• MATERIAL TO PROCESS:
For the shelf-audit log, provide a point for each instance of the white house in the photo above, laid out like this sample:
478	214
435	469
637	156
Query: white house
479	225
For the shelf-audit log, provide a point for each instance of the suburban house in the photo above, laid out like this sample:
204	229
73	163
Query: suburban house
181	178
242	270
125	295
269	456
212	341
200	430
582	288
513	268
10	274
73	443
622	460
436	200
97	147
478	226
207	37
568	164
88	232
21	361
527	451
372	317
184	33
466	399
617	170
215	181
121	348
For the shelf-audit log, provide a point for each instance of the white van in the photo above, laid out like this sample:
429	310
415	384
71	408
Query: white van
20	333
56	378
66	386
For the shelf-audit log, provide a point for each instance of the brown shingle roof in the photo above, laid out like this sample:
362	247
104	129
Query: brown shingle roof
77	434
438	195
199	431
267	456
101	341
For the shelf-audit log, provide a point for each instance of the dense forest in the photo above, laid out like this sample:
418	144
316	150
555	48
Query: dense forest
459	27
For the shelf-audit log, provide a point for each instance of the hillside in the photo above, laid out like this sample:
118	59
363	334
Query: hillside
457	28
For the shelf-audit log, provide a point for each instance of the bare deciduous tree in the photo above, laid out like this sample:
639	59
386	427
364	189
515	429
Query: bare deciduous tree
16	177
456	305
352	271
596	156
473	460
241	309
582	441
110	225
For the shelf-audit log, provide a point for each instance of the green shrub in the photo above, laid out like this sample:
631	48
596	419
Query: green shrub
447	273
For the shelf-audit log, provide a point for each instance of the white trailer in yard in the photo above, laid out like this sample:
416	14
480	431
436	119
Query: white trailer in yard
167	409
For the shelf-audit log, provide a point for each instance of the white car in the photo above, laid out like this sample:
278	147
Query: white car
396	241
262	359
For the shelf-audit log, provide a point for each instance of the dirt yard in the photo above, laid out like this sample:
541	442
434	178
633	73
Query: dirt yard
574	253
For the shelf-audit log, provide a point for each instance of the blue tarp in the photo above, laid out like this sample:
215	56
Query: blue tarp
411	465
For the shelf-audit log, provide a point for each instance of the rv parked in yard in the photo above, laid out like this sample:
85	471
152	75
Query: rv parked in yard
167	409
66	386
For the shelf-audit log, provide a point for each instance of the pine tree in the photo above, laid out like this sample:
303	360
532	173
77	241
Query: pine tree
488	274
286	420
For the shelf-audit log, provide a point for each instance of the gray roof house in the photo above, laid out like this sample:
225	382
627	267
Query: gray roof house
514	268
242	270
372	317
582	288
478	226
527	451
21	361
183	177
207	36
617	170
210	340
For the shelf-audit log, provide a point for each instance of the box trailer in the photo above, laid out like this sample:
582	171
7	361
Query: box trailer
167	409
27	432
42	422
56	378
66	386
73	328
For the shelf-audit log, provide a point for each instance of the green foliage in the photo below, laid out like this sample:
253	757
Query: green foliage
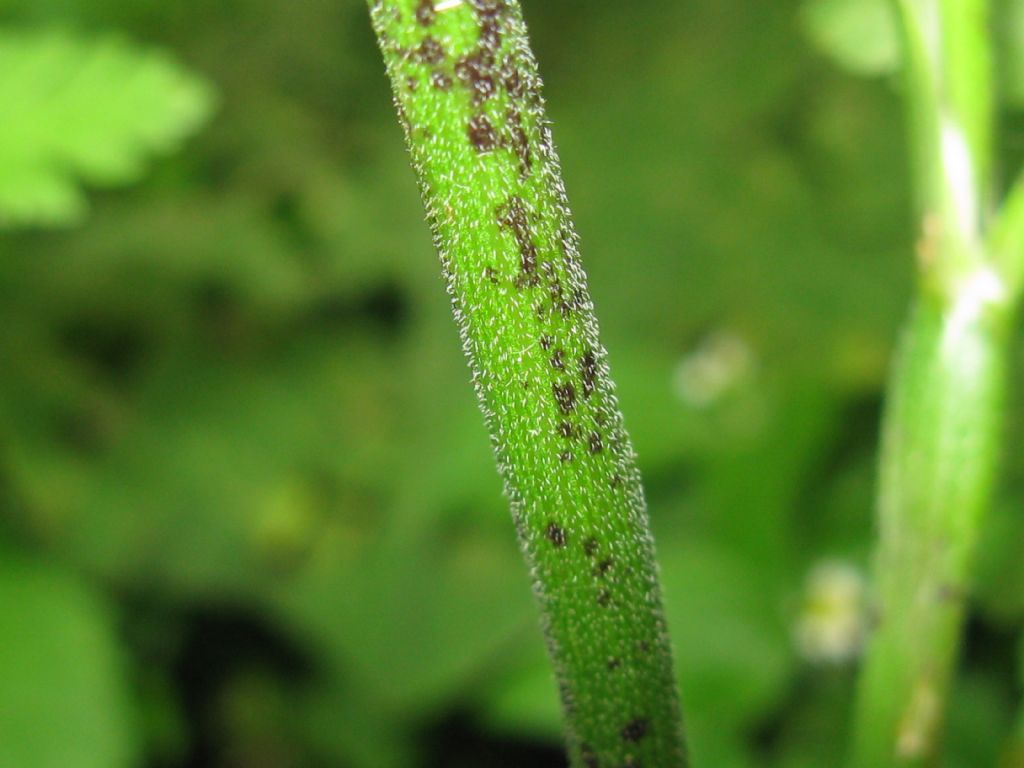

• ABOUT THIS TASK:
Return all records exactly; no pictures.

• TASK ANSWER:
For the shelf-audit log, provide a point for each instance of the white house in the photo above, laid out like this sample:
478	214
435	469
637	156
Query: white house
479	225
For the shelf-audit log, provide a point for each instance of the suburban house in the photo above, laid out like this sample:
204	229
73	163
Query: suburban house
181	178
242	270
125	295
269	456
212	341
200	430
582	288
513	268
10	274
73	443
622	460
436	200
97	147
478	226
207	37
568	164
88	232
21	361
527	451
372	317
184	33
466	399
617	170
215	181
121	348
For the shelf-audit log, provide a point for each instance of the white van in the photo above, laid out like this sample:
429	310
415	384
71	408
Query: white van
20	333
56	378
66	386
For the shelf-audit log, provide a point for each instance of the brown shingle roof in the photo above, laid out like this sample:
362	247
104	129
Query: brown shingle roof
77	434
438	195
199	431
267	456
101	341
For the shelf-audit log, provide a point for each instance of the dense forest in the photo above, laid out like this sample:
418	144
316	150
555	48
Query: dense forest
459	27
For the shelf-audit log, provide a point for each instance of the hillside in the photo above, laid out like this sample:
118	59
363	334
Query: hillside
457	28
For the shelf-audit log, provide a point for each instance of the bare deciduous tree in the photo above, laid out like this sample:
639	59
386	427
364	189
515	429
Query: bare deciduous tree
16	177
456	305
352	271
596	156
473	460
241	309
582	441
110	225
For the shelf-audit log, provide a point for each instance of the green shrub in the photo above, laid out like this sample:
631	48
596	419
Query: green shrub
447	273
For the shelf-audit log, provide a point for each instance of the white trailer in yard in the photo above, laid out like this sample:
416	14
480	431
436	119
Query: white trailer in yard
167	409
For the shelf-audit log, provide a point for each instance of the white car in the photo above, laid out like this sample:
278	147
Query: white car
396	241
262	359
For the shelf-audit log, provide a point for each instance of the dirt yard in the photo above, laid out like this sample:
541	442
434	178
633	73
Query: dirt yard
574	253
For the shelf-audit log, provide a point for each instance of the blue tarp in the photo above, laid out like this sample:
215	56
Query: blue tarp
411	465
For the shelf-audit log, provide a point for each instance of the rv parked in yard in the photo above, laid out like this sample:
85	471
152	75
Query: rv parked in yard
167	409
66	386
For the shelf-audit log, provide a point for each instance of the pine tree in the photo above, laid out like this sample:
303	360
532	173
77	241
Query: pine tree
488	274
286	420
For the shelf-audit log, provide a point for each instance of the gray roof house in the photo above, laid out like this sample:
225	382
627	267
Query: gray roof house
514	268
242	270
372	317
582	288
478	226
527	451
21	361
183	177
207	36
617	170
210	340
For the shelf-audit log, provide a point for each instance of the box trailer in the photo above, laid out like this sample:
582	171
7	361
Query: box trailer
167	409
27	432
42	422
56	378
66	386
73	328
For the shelf-audit log, provide a point for each instance of the green foliage in the photo below, laid out like this sample:
253	757
Query: green foliage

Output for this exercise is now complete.